▶ _EXTRACT_:
..............................
Hello,
the content of a PDF page is a sequence of bytes that represents graphical commands. These bytes are called the "content stream" of the page. You can get it uncompressed with this code:
Code:
page.Contents.CreateSingleContent().Stream.UnfilteredValue;
A "Hello, World" page may look like this:
Code:
1 0 0 1 0 841.8898 cm
1 0 0 -1 0 0 cm
BT
-100 Tz
/F0 -10 Tf
1 0 0 1 70.8661 80.9199 Tm
-10 TL
(Hello)Tj
/F0 -10 Tf
1 0 0 1 99.4111 80.9199 Tm
(World!)Tj
ET
You can find
Code:
(Hello)
and
Code:
(World!)
as strings.
You should find
Code:
([Customer:xxxxxxxx])
in your PDF file. This is easy to parse. Try PdfSharp Explorer to analyse your PDF.
But depending on the PDF producer application you find this:
Code:
[(H)42(e)32(l)37(l)33(0)]TJ
There is kerning information (distance adjustment) between the characters. Adobe Acrobat never creates this if you use a fixed size font like Courier. Unfortunately tools like FreePDF always creates distance information, even if it is superfluous.
..............................
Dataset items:
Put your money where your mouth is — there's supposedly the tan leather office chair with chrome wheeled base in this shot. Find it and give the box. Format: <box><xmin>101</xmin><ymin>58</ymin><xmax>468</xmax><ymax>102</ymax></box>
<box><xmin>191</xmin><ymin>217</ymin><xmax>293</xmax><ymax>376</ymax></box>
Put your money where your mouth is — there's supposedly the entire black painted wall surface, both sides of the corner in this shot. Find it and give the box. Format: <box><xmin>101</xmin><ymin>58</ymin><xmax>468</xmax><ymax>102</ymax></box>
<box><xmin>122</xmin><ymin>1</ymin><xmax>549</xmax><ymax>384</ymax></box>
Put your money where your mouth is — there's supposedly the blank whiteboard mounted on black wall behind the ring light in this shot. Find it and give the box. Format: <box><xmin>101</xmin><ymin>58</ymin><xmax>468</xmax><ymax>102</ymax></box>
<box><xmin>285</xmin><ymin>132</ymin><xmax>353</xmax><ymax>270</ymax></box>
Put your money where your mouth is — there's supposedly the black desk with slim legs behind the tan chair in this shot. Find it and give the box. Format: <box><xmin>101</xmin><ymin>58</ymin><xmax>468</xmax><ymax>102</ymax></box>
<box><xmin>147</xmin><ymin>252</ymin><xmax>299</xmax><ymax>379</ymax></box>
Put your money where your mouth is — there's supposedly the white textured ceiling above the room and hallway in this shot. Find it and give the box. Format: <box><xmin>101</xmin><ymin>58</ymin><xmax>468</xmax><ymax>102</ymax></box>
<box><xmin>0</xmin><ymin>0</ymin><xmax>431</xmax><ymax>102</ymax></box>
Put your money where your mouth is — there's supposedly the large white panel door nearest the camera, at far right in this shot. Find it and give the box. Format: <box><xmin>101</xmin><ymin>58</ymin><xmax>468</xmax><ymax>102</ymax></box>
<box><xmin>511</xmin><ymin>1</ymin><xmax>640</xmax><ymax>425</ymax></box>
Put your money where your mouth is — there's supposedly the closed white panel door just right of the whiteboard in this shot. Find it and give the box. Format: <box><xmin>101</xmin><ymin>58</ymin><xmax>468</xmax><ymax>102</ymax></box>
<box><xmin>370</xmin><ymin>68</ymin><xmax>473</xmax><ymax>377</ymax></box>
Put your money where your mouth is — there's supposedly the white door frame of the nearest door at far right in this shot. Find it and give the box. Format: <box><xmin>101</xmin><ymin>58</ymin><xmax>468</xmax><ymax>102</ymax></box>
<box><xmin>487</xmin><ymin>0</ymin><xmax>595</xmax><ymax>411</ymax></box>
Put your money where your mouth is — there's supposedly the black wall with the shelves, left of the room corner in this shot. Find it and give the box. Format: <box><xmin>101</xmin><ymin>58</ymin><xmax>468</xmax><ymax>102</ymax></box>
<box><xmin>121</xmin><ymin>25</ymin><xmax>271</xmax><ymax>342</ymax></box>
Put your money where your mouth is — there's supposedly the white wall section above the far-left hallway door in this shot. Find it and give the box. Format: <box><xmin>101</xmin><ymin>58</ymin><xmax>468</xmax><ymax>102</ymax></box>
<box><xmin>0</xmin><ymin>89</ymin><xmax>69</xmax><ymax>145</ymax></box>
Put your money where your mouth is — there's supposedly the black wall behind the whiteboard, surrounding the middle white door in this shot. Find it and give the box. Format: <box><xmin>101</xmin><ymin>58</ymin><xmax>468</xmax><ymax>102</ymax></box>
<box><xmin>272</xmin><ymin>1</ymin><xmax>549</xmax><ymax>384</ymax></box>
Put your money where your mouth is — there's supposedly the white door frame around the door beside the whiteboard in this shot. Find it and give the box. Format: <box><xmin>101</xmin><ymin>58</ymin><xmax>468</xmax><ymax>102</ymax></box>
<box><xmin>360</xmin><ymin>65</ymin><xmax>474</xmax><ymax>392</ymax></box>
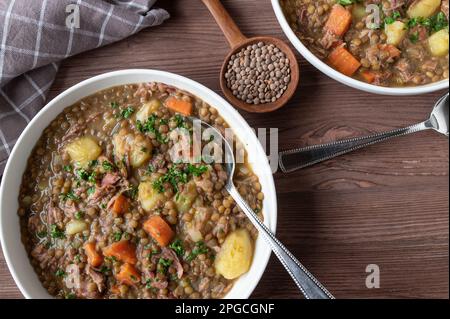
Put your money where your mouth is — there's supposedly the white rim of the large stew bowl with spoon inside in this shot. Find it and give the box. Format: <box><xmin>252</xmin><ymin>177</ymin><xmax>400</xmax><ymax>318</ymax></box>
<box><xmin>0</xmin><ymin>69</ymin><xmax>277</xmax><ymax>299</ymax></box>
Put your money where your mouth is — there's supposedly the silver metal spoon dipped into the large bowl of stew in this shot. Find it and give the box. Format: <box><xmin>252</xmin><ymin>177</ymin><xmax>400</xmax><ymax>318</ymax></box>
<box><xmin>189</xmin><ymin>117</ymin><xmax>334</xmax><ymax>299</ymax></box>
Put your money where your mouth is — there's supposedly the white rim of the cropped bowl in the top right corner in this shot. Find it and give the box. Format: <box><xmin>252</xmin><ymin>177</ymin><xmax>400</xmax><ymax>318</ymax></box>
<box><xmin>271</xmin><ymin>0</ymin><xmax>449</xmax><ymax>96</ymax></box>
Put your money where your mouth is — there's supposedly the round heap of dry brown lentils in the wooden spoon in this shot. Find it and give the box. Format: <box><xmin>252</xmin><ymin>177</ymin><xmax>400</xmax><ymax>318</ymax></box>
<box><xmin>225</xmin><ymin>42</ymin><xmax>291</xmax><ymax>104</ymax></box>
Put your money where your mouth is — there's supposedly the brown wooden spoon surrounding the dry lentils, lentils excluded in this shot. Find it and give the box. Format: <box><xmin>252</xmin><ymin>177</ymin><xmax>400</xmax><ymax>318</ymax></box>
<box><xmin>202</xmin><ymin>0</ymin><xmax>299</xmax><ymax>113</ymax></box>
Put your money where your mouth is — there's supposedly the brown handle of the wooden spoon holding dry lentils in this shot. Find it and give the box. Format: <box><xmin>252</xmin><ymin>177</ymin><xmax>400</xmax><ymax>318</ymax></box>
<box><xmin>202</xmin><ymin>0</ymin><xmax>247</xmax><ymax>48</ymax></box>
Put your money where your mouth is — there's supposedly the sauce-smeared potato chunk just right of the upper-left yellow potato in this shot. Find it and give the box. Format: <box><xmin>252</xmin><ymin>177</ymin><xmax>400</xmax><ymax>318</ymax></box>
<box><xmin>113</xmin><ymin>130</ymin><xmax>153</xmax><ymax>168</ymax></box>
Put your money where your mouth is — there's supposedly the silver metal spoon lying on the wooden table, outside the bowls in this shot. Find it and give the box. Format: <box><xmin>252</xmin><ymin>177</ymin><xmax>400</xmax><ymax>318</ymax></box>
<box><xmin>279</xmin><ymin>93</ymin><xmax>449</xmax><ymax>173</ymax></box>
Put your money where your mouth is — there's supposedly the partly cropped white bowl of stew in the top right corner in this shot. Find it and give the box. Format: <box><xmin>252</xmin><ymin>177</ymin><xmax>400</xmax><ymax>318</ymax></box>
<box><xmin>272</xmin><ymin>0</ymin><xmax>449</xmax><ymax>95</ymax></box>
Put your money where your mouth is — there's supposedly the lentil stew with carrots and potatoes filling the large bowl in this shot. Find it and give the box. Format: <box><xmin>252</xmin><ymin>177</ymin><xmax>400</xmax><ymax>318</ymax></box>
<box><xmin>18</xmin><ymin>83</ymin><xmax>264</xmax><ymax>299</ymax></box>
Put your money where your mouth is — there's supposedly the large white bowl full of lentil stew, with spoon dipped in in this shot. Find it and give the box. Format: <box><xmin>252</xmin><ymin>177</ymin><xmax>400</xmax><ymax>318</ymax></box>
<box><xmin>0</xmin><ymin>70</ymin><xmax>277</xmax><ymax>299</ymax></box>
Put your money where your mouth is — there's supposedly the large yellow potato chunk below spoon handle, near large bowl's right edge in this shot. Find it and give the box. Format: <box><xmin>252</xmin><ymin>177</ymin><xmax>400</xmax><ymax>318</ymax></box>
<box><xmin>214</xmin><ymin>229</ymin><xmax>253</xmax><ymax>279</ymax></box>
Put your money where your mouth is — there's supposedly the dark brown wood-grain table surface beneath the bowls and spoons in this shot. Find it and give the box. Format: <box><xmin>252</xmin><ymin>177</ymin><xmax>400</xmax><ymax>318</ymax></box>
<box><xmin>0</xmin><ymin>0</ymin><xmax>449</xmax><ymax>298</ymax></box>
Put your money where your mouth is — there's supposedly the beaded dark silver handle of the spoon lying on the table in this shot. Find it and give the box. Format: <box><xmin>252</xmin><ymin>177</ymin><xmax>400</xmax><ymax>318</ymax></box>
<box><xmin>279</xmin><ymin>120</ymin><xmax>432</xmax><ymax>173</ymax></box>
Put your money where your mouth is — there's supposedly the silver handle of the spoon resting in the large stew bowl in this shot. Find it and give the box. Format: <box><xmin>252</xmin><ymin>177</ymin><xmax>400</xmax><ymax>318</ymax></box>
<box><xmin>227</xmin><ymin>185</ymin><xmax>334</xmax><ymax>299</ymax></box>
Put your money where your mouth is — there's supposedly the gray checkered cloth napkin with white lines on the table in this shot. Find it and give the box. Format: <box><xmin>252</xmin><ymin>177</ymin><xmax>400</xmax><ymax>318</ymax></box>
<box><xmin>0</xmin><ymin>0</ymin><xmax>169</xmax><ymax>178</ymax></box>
..............................
▶ _WORK TASK_: Could you pick up the forum post on PDF content streams after its last sentence and carry it on? Nothing in the listing is needed.

▶ _RESPONSE FOR THIS EXERCISE_:
We at empira currently have the same problem to identify address information in PDF files and split it into single files. We recommend using Adobe Acrobat as producer and Courier New as font for the information text.
Further I wrote the class PdfSharp.Pdf.Content.ContentReader to convert a content stream into a squence of operation (it is in the current source code). Maybe this reader helps you to find your text.
I will publish our solution if we have one (currently we are working on other things).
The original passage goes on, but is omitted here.